Dataset excerpts:
*** Begin section ***
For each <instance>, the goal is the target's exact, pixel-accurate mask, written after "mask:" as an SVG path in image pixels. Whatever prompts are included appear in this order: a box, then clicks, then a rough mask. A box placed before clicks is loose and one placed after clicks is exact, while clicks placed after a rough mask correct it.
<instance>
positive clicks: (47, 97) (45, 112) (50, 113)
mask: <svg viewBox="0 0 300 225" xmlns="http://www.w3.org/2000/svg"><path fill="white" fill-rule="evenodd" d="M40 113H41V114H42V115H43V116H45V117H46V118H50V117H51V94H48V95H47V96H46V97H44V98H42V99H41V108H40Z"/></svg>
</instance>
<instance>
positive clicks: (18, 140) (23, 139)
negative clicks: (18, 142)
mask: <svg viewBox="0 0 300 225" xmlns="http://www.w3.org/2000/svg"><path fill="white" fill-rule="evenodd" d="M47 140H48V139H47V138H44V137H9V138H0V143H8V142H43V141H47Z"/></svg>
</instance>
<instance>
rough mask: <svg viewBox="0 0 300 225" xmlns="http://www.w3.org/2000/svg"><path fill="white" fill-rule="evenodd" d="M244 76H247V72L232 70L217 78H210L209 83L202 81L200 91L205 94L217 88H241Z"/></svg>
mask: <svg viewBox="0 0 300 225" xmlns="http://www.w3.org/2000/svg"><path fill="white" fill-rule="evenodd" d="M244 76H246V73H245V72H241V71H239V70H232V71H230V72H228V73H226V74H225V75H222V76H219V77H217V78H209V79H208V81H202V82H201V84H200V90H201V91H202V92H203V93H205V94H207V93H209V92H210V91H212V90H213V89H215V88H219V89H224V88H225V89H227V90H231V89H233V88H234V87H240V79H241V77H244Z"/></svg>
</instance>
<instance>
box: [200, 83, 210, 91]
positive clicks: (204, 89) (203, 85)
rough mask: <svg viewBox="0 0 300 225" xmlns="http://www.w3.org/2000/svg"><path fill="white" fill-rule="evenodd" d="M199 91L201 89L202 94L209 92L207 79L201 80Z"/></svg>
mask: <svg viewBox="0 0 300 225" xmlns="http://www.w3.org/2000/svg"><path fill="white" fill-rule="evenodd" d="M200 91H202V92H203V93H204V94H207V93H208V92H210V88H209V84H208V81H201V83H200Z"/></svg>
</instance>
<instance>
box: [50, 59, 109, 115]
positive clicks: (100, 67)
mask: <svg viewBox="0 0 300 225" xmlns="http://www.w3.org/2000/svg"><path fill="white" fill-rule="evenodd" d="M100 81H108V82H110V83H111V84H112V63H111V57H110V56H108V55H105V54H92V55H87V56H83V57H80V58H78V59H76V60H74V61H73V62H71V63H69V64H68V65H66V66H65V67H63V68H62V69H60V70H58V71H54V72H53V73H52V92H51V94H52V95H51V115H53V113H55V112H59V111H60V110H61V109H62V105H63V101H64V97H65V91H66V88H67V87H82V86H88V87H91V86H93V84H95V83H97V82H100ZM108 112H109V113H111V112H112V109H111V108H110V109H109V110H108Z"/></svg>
*** End section ***
Exercise description: Return each record exactly as given.

Solved problem:
For each <instance>, the goal is the target's exact, pixel-accurate mask, written after "mask:" as an SVG path in image pixels. Whatever prompts are included appear in this order: a box, then clicks, then a rough mask. A box placed before clicks is loose and one placed after clicks is exact, while clicks placed after a rough mask correct it.
<instance>
positive clicks: (47, 97) (45, 112) (50, 113)
mask: <svg viewBox="0 0 300 225" xmlns="http://www.w3.org/2000/svg"><path fill="white" fill-rule="evenodd" d="M40 113H41V114H42V115H43V116H45V117H46V118H50V117H51V94H48V95H47V96H46V97H44V98H42V99H41V108H40Z"/></svg>
</instance>
<instance>
positive clicks: (18, 140) (23, 139)
negative clicks: (18, 142)
mask: <svg viewBox="0 0 300 225" xmlns="http://www.w3.org/2000/svg"><path fill="white" fill-rule="evenodd" d="M47 140H48V139H47V138H44V137H9V138H0V143H8V142H43V141H47Z"/></svg>
</instance>
<instance>
rough mask: <svg viewBox="0 0 300 225" xmlns="http://www.w3.org/2000/svg"><path fill="white" fill-rule="evenodd" d="M244 76H247V72L232 70L217 78H210L209 83L202 81L200 91L205 94L217 88H241Z"/></svg>
mask: <svg viewBox="0 0 300 225" xmlns="http://www.w3.org/2000/svg"><path fill="white" fill-rule="evenodd" d="M244 76H246V73H245V72H241V71H239V70H232V71H230V72H228V73H226V74H225V75H222V76H219V77H217V78H209V79H208V81H202V82H201V84H200V90H201V91H202V92H203V93H205V94H207V93H209V92H210V91H212V90H213V89H215V88H219V89H224V88H225V89H227V90H231V89H233V88H234V87H240V79H241V77H244Z"/></svg>
</instance>
<instance>
box: [200, 83, 210, 91]
positive clicks: (204, 89) (203, 85)
rough mask: <svg viewBox="0 0 300 225" xmlns="http://www.w3.org/2000/svg"><path fill="white" fill-rule="evenodd" d="M199 91L201 89L202 94L209 92L207 79L201 80Z"/></svg>
mask: <svg viewBox="0 0 300 225" xmlns="http://www.w3.org/2000/svg"><path fill="white" fill-rule="evenodd" d="M200 91H202V92H203V93H204V94H207V93H208V92H210V88H209V84H208V81H201V83H200Z"/></svg>
</instance>
<instance>
box: [50, 59, 109, 115]
positive clicks: (100, 67)
mask: <svg viewBox="0 0 300 225" xmlns="http://www.w3.org/2000/svg"><path fill="white" fill-rule="evenodd" d="M100 81H108V82H110V83H111V84H112V63H111V57H110V56H108V55H105V54H92V55H87V56H83V57H80V58H78V59H76V60H74V61H73V62H71V63H69V64H68V65H66V66H65V67H63V68H62V69H60V70H58V71H54V72H53V73H52V92H51V94H52V95H51V115H53V113H55V112H59V111H60V110H61V109H62V105H63V101H64V97H65V91H66V88H67V87H82V86H88V87H91V86H93V84H95V83H97V82H100ZM108 112H109V113H111V112H112V109H111V108H110V109H109V110H108Z"/></svg>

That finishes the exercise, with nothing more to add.